§ AUFGABEN
#1 Welchen Mindesthonorarsatz für Lehrkräfte in Integrationskursen legte das Bundesamt laut dem Textauszug fest?
#2 Schreib sämtliche Einträge der Sammlung Zeile für Zeile wortgetreu ab. Die Bilder lässt du dabei weg.

Sei’s drum! Während die Behörde also selber den Überblick über die von ihr ausgegebenen Vermittlungsgutscheine verloren hat, tobt um diese ein harter Konkurrenzkampf. Steuergelder flossen in die Kassen privater Firmen, die sich – wie die Bildungsträger – geschmeidig an die Hartz-Gesetze angepasst haben und untereinander um die Gutscheine streiten. Zum 1. Januar 2003 wurde der Bildungsgutschein eingeführt; die »verbesserte« Variante des Vermittlungsgutscheins soll es noch bis Ende 2010 geben.

Nga versetzt das, was sie in der Internetjobbörse der Agentur für Arbeit findet, in Panik. Sie will unbedingt wieder arbeiten, denn mit dem gesperrten ALG I und dem Antrag auf aufgestocktes Arbeitslosengeld II (ALG II) habe sie »immer Angst und den Kopf voll«, sagt sie. Aber sie will auch direkt mit einem Arbeitgeber zu tun haben, statt sich neben diesem auch noch einer Vermittlungsfirma verpflichten zu müssen. Und die Maßnahme, in der sie sitzt, ist eine Zwangsveranstaltung, die sie nicht ablehnen kann.
Darüber hinaus kann ihr noch Weiteres blühen: Da Nga Migrantin ist, kann das Jobcenter sie nachträglich zur Teilnahme an einem »Integrationskurs« verpflichten, wie er seit dem 1. Januar 2005 für alle Neuzuwandererinnen und Neuzuwanderer in die BRD obligatorisch ist. Viele der Träger, die Maßnahmen anbieten, haben daher nicht nur Berufsorientierung, Bewerbungstraining etc. im Programm, sondern eben auch diese Integrationskurse, die jedoch nicht von Arbeitsagenturen und Jobcentern, sondern vom Bundesamt für Migration und Flüchtlinge finanziert werden. Da es sich zwischenzeitlich bis zum Bundesamt herumgesprochen hatte, dass die Honorare der in den Integrationskursen Unterrichtenden nur noch als Dumpinghonorare bezeichnet werden konnten, sah sich die Behörde genötigt, einen Mindesthonorarsatz von 15 Euro brutto pro Unterrichtsstunde vorzugeben. Aber auch dieser Honorarsatz löst das grundsätzliche Problem nicht, dass sich die Dozenten einer großen Zahl von Kursteilnehmerinnen und -teilnehmern gegenüber sehen, die sehr unterschiedliche Voraussetzungen mitbringen. Manche sind tatsächlich gerade erst in die BRD gekommen, andere leben schon seit mehr als 20 Jahren hier, haben aber eine Zuweisung vom Jobcenter in der Tasche und langweilen sich.

Einträge der Sammlung:
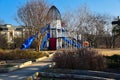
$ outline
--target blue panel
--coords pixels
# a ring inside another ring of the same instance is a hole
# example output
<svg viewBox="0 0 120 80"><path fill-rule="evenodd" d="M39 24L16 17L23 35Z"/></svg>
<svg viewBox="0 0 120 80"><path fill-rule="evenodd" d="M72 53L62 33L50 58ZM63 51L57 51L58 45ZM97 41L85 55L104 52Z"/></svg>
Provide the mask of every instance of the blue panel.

§ ERGEBNISSE DER AUFGABEN
#1 15 Euro brutto pro Unterrichtsstunde.

#2
$ outline
--target blue panel
--coords pixels
# a ring inside another ring of the same instance is a hole
# example output
<svg viewBox="0 0 120 80"><path fill-rule="evenodd" d="M39 24L16 17L23 35Z"/></svg>
<svg viewBox="0 0 120 80"><path fill-rule="evenodd" d="M72 53L62 33L50 58ZM63 51L57 51L58 45ZM97 41L85 55L104 52Z"/></svg>
Provide the mask of every instance of the blue panel.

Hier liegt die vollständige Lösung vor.